__Text passage__.
==================================================

So I will actually spend the next spend a little on LNG. LNG stands for liquefied natural gas. It is gas, but is liquefied, and just a very simple reason: so that we can transport easily. Okay, so once it goes to the intended destination, what are the end use for the natural gas? Well most of is going for making power, so you can back out of coal, which is already happening, and you can use natural gas. Industrial, other processes, steel-making so on and so forth, but for the transportation sector that I’m going to talk about, you can also that called natural gas vehicles, you can produce -- you can also use natural gas as a compressed natural gas which is CNG vehicles, or LNG: vehicles that are also coming out, it’s a very, very small market. And then liquid fuels. There’s another option. Gas is something that you can actually convert into liquid fuels, and that gives you a little better flexibility in term moving the gas around to the markets because gas is a liquid fuel. You can actually make fungible hydrocarbons. You can make diesel out of that. You can make gasoline out of that, and the car doesn’t know where it came from. It’s exactly the same molecules, so you can substitute. So there are fungible hydrocarbons you can make from gas.

LPG supplement [spelled phonetically], I don’t want to spend time in that, but this is actually really exploding in Asia, and some of the liquids that are coming out of this, but I think these two are the new markets that are coming up. One is for the diesel substitute natural gas, and also is a fuel extender, and I’m going to spend time on these. So for transport purpose, we have liquid natural gas shrinks volume by 600 times if you liquefy, if you cool it down to minus-162 degrees Celsius, it goes down about 600 times, means the same volume you can now have a lot of gas come in. Therefore, it makes it easier to transport. But it comes at a cost, because you need an infrastructure. Liquefaction terminal, so wherever you are going on the export side, you will need a liquefaction terminal, and then once you have that, you have liquefied it, you will need a dedicated LNG tanker. That’s going to carry -- these are funny looking tankers with these domes for a reason. They cannot use your regular liquid tanker. These are dedicated tankers for LNG and the regasification. Once it arrives at the port, at the receiving port, you need a regasification terminal so that they can then vaporize and make it again to natural gas.

==================================================

__Written tasks__.
A - In the LNG talk, to what temperature must natural gas be cooled to liquefy it?
B - Translate this sentence from the LNG talk into Spanish: "It’s exactly the same molecules, so you can substitute."
C - List every piece of infrastructure that the LNG talk says is needed to move LNG from the export side to the receiving port.
The listing that comes next has no connection to the LNG talk.

__Data section__.
==================================================

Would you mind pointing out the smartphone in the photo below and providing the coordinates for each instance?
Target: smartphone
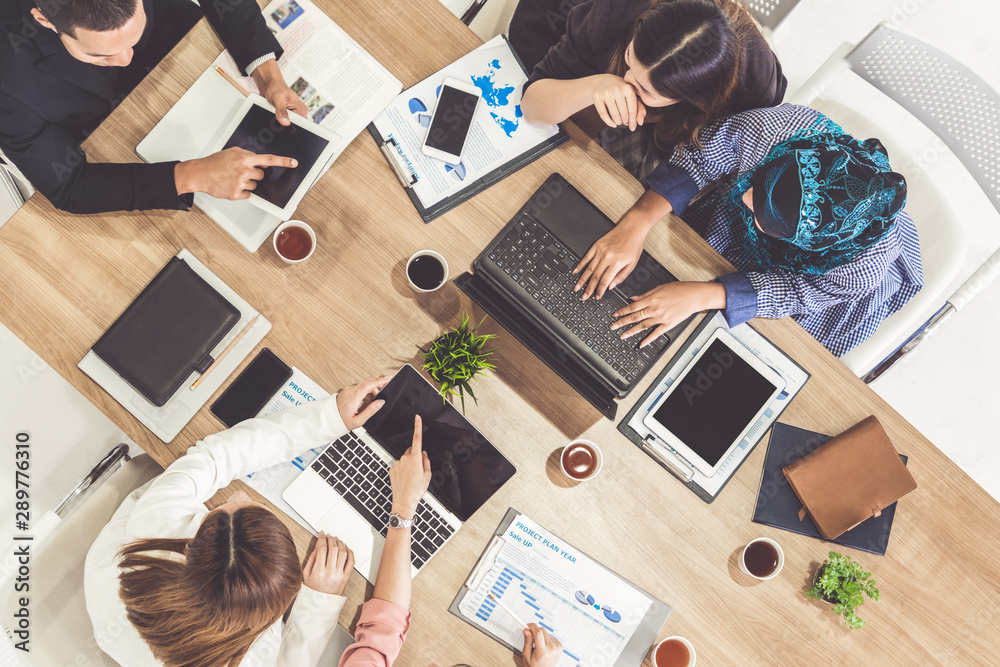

==================================================

__Solutions to the problems__.
A - Minus 162 degrees Celsius.

B - Son exactamente las mismas moléculas, así que se puede sustituir.

C -
- Liquefaction terminal
- Dedicated LNG tanker
- Regasification terminal